* **YOUR TASK**: Transcribe the review of The Blue Star from "Autumn 1941 sees" up to and including "which Jim isn’t.", keeping every word and punctuation mark unchanged.

* **EXTRACTED TEXT**:
☆ ☆ ☆ ☆ ☆ ☆ ☆

Review: The Blue Star, by Tony Earley
Little, Brown, 2008. 304 pp. $15

Autumn 1941 sees Jim Glass begin his senior year of high school in Aliceville, a tiny town in rural North Carolina. Though aware of war that has yet to involve the United States, and therefore him, he’s more focused on his love life. Having recently broken up with Norma Harris, the prettiest girl in the school, because she’s a know-it-all and won’t kiss him, Jim falls hard for Chrissie Steppe, part Cherokee and wholly mature for her age, which Jim isn’t.

Alfred T. Palmer’s May 1942 photo of a U.S. Marine Corps motor detachment, New River, North Carolina (courtesy Farm Security Administration or Office of War Information, via Wikimedia Commons; public domain)

She’s also the girlfriend of Bucky, a boy who graduated the previous year and joined the Navy. Bucky’s father employs Chrissie’s family, which, in his case, also means he controls them. By all accounts, Bucky takes after his father, though with a little more polish. Jim knows him as a selfish former baseball teammate, and rumor has it Bucky assumes Chrissie to be his property; her feelings don’t matter.

The Blue Star is a sequel to the delightful, warm-hearted Jim the Boy, which depicts the protagonist at age ten, trying to understand the father who died the week before he was born. The boy’s three unmarried uncles do their best to teach him life lessons and spring him, when they can, from the shackles of his overprotective, widowed mother.

In The Blue Star, they’re much the same, not taking themselves too seriously and attempting to pass that attitude onto Jim, with mixed success. Love is one thing a mentor can talk about all he likes; it’s the boy himself who’s got to get a grip on that slippery, elusive dynamite. Mama doesn’t make it any easier. She was certain that her beloved only child would marry Norma — apparently, in these parts, teenage romance is an immediate prelude to marriage — and can’t stop meddling to save her life.

☆ ☆ ☆ ☆ ☆ ☆ ☆

* **MATERIAL PROVIDED**:

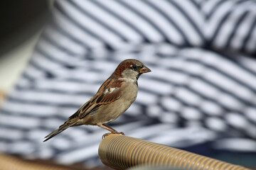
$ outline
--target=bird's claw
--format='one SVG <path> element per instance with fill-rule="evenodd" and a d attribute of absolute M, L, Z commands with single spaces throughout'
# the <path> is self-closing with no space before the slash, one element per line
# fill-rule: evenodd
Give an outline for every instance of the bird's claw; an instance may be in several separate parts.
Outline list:
<path fill-rule="evenodd" d="M 105 138 L 107 136 L 110 135 L 110 134 L 120 134 L 122 135 L 124 135 L 124 133 L 123 132 L 108 132 L 108 133 L 105 133 L 102 135 L 102 139 L 103 140 L 104 138 Z"/>

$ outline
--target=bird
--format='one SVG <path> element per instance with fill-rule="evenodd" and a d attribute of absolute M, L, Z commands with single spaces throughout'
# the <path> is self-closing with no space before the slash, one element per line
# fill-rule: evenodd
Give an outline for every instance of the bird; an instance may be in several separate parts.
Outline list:
<path fill-rule="evenodd" d="M 117 66 L 111 76 L 102 84 L 95 95 L 58 129 L 46 136 L 46 142 L 70 127 L 97 125 L 110 132 L 103 136 L 122 134 L 106 125 L 124 113 L 135 101 L 138 93 L 138 79 L 143 73 L 151 72 L 142 62 L 127 59 Z"/>

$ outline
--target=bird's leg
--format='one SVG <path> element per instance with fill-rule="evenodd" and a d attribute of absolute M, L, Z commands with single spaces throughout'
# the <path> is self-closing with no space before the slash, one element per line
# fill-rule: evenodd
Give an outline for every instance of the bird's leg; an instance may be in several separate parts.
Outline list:
<path fill-rule="evenodd" d="M 113 128 L 110 128 L 110 127 L 109 127 L 109 126 L 107 126 L 107 125 L 104 125 L 104 124 L 102 124 L 102 125 L 99 125 L 98 126 L 100 126 L 100 128 L 103 128 L 103 129 L 107 130 L 108 131 L 110 131 L 111 133 L 112 133 L 112 134 L 121 134 L 121 135 L 124 135 L 124 132 L 117 132 L 117 130 L 115 130 L 114 129 L 113 129 Z M 106 136 L 110 135 L 111 133 L 105 133 L 105 134 L 104 134 L 103 136 L 102 136 L 102 139 L 104 139 Z"/>

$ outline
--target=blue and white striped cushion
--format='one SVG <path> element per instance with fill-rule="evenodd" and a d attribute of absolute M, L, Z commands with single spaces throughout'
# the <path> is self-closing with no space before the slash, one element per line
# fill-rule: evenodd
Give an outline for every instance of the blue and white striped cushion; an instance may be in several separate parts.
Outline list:
<path fill-rule="evenodd" d="M 211 47 L 256 56 L 256 1 L 216 0 L 203 3 L 204 35 Z"/>
<path fill-rule="evenodd" d="M 152 72 L 139 79 L 137 101 L 114 128 L 181 148 L 211 142 L 213 149 L 256 153 L 256 61 L 203 48 L 205 1 L 134 1 L 56 2 L 54 21 L 2 106 L 1 151 L 99 164 L 103 129 L 75 127 L 45 143 L 43 137 L 119 62 L 136 58 Z"/>

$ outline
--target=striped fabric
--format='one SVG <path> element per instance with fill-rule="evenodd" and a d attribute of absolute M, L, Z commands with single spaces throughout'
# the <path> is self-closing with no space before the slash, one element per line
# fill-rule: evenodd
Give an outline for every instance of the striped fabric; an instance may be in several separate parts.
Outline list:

☆ ☆ ☆ ☆ ☆ ☆ ☆

* **TASK SOLUTION**:
Autumn 1941 sees Jim Glass begin his senior year of high school in Aliceville, a tiny town in rural North Carolina. Though aware of war that has yet to involve the United States, and therefore him, he’s more focused on his love life. Having recently broken up with Norma Harris, the prettiest girl in the school, because she’s a know-it-all and won’t kiss him, Jim falls hard for Chrissie Steppe, part Cherokee and wholly mature for her age, which Jim isn’t.